Extravagancia
NOS hablan los contemporáneos del Conde-Duque de un rasgo esencial de su carácter, que nosotros, espectadores lejanos de su vida, no podemos apreciar con nitidez; y es una cierta vena de extravagancia o acusada rareza, que debía de dar, en ocasiones, la impresión neta de la anormalidad. Y así Roca reconoce, a pesar de su amistad, que «su naturaleza era conforme a mucho de lo que se apartaba del común entender»; de aquí su afición a los arbitristas, que después comentaremos. «Podía mucho en él lo extravagante», dice otra vez. Y casi con las mismas palabras le define quien le conoció tan bien como Meló, el cual describe que «era el Conde-Duque de natural vanaglorioso y procuraba obrar por modos extravagantes»[172]. Siri llama «quimérico» a su humor. Contarini dice que «ama toda novedad y está siempre dispuesto a abrazarlas»[173].

──────────

> Conjunto de tareas
A) Según el texto sobre el Conde-Duque, ¿qué calificativo aplica Siri a su humor?
B) Prosigue el texto sobre el Conde-Duque a partir de su última oración.
Las líneas constituyen un material aparte, independiente del texto sobre el Conde-Duque.

──────────

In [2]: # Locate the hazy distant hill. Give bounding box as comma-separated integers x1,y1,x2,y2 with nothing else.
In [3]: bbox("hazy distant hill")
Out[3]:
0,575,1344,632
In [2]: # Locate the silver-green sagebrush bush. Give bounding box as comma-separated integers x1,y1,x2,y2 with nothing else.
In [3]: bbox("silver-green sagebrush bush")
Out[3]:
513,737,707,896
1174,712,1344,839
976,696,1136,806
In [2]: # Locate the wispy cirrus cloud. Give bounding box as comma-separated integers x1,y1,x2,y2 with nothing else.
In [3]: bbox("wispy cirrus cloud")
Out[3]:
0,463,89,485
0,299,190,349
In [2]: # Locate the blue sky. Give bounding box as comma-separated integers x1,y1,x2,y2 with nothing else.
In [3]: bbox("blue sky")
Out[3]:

──────────

> Respuestas del ejercicio
A) Lo llama «quimérico».

B)
También sobre esto, que es innegable, tenía que mentir la malignidad de sus enemigos, y uno de ellos, para dar idea de estas rarezas, cuenta que en el famoso «gallinero» que tuvo cerca de San Jerónimo, y que fue origen del Palacio del Buen Retiro, «él mismo daba de comer a las gallinas y cacareaba con ellas, y, cogiendo los huevos, hacía presente de un par de ellos ahora a un embajador y otras veces a otro por particularísimo favor; si bien después de muerta Doña Ana (que así llamaba él a una gallina blanca y negra, la cual tenía la pluma al revés de todas, a quien acariciaba mucho más que a las otras, y pérdida para él de más peso que la noticia de la rota del Casal ocurrida en su tiempo), comenzó a enfriarse el amor del gallinero»[174]. Otra señal de extravagancia, y esta certísima, era dar a los caballos los nombres de sus familiares y amigos, como luego se dirá.
Al mismo orden de rarezas pertenecen otros rasgos del carácter de Don Gaspar, principalmente su actitud astuta y recelosa, que le hacía desconfiar de todo y, al fin, creer en todo también.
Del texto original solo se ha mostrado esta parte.